- _EXERCISE MATERIAL_:
**********

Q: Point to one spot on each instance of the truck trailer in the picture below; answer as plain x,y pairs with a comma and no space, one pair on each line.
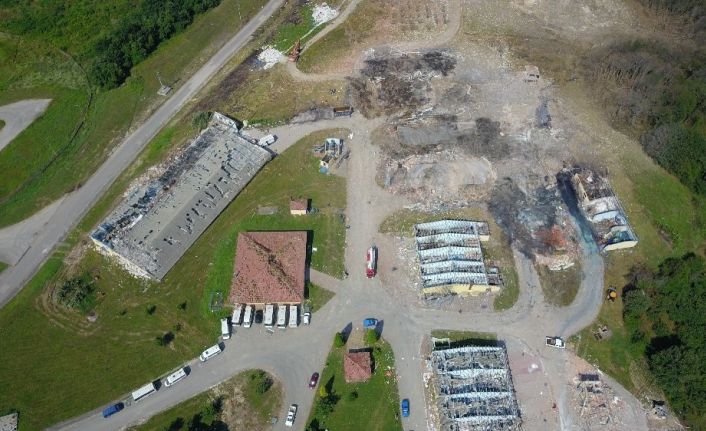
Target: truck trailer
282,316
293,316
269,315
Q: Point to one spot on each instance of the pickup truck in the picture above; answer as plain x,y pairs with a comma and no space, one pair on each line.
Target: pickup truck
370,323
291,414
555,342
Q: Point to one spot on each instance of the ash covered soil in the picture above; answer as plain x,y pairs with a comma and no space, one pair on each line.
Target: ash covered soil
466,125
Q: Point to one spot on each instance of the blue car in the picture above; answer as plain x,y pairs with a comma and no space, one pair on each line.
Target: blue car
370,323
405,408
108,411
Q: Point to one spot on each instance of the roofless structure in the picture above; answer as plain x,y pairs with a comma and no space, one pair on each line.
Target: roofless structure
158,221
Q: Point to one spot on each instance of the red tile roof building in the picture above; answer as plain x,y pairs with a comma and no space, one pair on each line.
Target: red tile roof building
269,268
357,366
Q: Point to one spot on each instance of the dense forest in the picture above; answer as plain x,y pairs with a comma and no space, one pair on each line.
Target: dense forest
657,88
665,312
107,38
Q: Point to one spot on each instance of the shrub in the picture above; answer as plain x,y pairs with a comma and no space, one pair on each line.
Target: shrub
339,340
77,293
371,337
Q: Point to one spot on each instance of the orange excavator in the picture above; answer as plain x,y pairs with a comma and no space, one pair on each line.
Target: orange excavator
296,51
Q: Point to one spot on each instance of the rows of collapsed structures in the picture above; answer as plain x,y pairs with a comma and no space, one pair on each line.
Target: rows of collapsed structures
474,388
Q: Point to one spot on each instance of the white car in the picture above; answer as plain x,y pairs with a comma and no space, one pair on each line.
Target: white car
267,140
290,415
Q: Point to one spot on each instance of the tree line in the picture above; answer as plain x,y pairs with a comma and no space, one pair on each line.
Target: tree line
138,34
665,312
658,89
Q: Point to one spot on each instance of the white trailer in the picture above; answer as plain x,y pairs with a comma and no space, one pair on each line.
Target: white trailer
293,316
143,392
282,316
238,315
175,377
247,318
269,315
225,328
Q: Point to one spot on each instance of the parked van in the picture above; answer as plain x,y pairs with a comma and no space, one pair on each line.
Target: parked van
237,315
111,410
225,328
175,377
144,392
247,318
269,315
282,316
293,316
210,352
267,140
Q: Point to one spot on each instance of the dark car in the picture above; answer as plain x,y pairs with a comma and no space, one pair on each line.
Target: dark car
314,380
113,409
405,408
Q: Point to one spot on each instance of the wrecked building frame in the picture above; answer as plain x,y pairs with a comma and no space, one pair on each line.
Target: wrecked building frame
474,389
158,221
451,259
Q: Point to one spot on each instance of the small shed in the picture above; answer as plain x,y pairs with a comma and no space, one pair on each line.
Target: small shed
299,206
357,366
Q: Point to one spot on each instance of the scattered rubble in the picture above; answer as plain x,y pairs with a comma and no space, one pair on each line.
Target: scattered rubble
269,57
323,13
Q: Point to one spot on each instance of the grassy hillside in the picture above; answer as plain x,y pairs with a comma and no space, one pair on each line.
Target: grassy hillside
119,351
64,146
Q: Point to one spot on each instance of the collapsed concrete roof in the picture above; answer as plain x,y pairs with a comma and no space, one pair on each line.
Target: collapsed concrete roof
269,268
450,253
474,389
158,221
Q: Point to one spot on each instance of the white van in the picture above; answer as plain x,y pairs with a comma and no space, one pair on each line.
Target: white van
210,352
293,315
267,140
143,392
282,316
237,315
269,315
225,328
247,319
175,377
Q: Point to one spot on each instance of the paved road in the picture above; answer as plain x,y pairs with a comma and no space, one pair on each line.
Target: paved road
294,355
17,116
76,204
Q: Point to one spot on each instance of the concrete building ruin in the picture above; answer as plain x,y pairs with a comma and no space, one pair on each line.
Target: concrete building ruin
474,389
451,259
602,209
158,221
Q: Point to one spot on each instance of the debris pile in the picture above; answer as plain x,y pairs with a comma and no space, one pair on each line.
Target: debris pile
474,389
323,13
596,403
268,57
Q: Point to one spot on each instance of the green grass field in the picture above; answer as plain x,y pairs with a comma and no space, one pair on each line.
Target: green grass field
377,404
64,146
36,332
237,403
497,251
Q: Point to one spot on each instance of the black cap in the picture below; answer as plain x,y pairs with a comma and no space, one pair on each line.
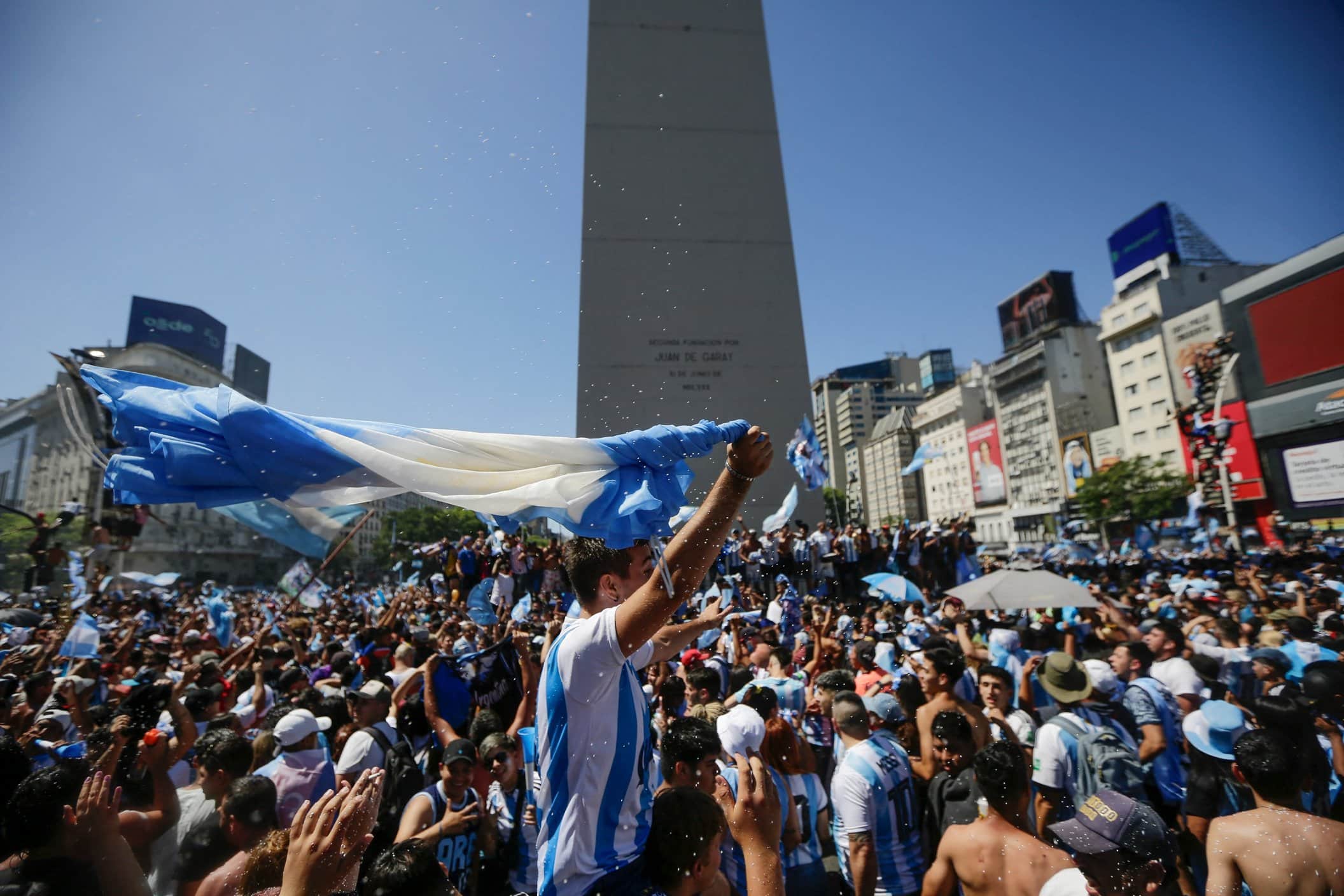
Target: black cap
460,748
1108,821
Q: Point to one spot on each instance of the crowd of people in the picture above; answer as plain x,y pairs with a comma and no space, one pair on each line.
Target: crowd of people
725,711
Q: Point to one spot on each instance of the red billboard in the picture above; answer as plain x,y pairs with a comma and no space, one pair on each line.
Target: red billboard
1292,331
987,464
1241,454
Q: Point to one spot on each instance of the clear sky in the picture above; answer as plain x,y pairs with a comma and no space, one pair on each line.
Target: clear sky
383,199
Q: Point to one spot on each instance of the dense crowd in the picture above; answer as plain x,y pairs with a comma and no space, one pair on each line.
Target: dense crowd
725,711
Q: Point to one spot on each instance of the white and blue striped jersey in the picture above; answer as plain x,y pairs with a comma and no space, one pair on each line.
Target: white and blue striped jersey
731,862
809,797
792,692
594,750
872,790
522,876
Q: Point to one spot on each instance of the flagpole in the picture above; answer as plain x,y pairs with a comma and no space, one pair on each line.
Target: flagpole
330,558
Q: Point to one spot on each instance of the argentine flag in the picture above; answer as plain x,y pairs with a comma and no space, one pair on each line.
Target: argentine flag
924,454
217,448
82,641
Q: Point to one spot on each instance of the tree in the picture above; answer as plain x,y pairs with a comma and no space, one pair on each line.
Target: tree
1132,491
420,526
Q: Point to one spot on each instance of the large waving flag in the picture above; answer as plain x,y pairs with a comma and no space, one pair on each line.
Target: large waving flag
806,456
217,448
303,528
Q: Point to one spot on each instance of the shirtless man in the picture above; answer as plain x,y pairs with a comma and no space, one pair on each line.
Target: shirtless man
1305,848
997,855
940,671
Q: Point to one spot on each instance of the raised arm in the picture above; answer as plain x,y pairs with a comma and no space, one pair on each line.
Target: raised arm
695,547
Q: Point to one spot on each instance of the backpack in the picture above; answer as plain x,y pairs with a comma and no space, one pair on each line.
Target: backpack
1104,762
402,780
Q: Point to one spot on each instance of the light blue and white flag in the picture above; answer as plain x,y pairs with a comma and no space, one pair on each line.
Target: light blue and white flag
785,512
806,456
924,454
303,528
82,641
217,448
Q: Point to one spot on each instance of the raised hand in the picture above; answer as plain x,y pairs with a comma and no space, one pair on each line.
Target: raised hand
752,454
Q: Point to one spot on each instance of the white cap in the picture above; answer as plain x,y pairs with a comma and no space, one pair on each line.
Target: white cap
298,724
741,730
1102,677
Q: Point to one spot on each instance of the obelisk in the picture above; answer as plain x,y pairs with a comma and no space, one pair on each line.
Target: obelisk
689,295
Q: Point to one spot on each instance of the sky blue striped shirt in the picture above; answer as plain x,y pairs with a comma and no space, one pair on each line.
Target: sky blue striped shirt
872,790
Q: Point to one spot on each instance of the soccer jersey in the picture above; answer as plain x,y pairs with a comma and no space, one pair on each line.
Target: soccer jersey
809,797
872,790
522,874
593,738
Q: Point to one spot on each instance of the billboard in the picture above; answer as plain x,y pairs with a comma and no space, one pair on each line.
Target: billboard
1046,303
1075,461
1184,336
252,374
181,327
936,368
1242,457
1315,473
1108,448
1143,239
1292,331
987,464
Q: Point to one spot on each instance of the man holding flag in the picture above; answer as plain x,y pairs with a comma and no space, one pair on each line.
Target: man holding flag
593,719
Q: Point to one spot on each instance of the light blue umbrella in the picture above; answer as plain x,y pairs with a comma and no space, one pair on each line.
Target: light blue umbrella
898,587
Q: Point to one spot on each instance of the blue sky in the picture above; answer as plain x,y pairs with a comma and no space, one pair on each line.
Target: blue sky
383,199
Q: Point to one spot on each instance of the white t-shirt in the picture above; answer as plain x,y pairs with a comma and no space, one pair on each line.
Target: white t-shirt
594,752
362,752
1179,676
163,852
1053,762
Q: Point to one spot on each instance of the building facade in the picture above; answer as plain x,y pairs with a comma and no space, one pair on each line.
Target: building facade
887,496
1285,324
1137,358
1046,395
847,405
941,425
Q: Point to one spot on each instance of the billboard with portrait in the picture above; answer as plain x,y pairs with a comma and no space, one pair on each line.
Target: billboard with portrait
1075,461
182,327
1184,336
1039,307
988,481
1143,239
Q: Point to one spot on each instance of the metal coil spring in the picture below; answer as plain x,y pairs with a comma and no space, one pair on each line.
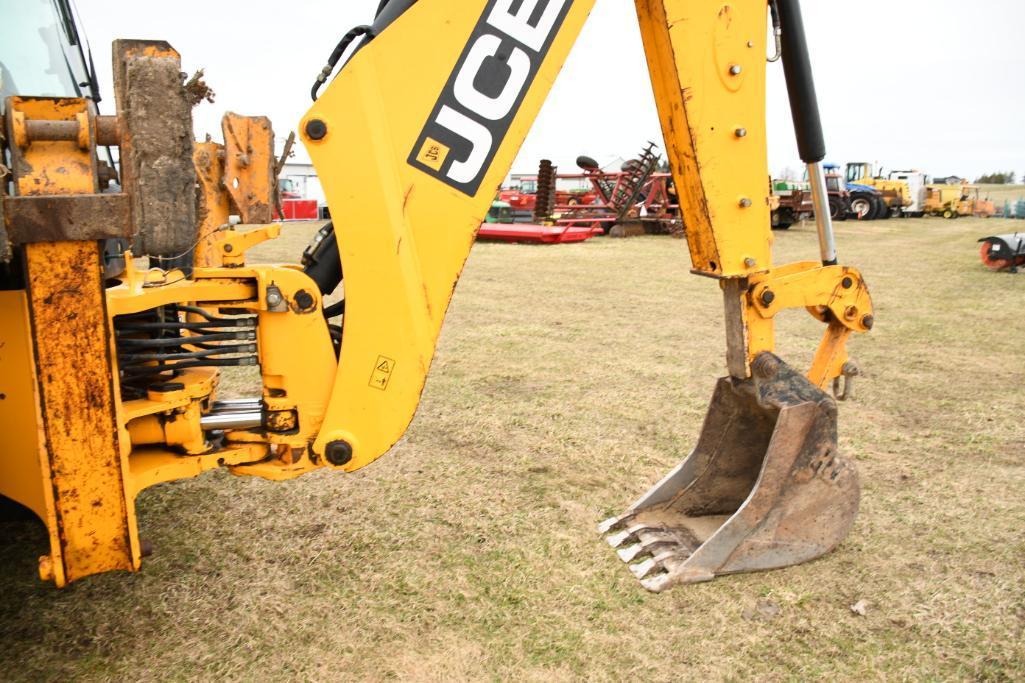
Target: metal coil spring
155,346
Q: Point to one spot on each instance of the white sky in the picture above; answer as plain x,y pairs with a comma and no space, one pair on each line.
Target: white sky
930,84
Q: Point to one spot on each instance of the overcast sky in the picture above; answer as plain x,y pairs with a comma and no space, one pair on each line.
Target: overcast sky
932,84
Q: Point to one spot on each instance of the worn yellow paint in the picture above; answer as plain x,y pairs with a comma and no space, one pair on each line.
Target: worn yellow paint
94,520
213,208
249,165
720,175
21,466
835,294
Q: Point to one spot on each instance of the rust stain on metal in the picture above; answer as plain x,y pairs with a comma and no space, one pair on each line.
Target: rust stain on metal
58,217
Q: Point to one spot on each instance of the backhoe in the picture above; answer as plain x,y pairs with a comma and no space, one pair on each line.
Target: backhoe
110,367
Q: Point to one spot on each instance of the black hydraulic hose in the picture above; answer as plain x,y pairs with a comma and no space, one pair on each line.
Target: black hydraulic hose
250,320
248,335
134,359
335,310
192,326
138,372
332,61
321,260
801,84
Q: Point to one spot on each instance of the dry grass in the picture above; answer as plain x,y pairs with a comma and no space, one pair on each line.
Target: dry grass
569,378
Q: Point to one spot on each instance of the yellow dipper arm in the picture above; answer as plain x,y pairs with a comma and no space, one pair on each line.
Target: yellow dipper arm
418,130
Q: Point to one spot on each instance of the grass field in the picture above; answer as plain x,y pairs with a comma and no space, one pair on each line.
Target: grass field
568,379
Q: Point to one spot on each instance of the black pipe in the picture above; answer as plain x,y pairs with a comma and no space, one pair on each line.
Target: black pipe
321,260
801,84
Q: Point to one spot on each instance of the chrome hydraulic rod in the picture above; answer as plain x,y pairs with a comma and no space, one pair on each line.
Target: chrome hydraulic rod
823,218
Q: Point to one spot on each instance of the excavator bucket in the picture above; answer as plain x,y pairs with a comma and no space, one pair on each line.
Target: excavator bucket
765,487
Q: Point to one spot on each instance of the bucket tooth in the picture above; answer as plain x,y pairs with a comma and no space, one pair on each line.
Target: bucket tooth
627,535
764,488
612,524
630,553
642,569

**********

- _WHAT THIS TASK INVOLVES_: Pictures are to be left out; otherwise, retype exactly the lines from the first line of the data through the line containing "Q: Point to one spot on each instance of the pickup".

- _RESULT_:
Q: Point to one spot on each instance of the truck trailer in the picture below; answer as plain x,y pairs with a comma and no space, one pair on each line.
Target: truck trailer
282,316
293,316
269,315
Q: Point to one spot on each instance of the pickup truck in the picture above; answer as plain x,y pairs with a comma and no space, one pair on each line.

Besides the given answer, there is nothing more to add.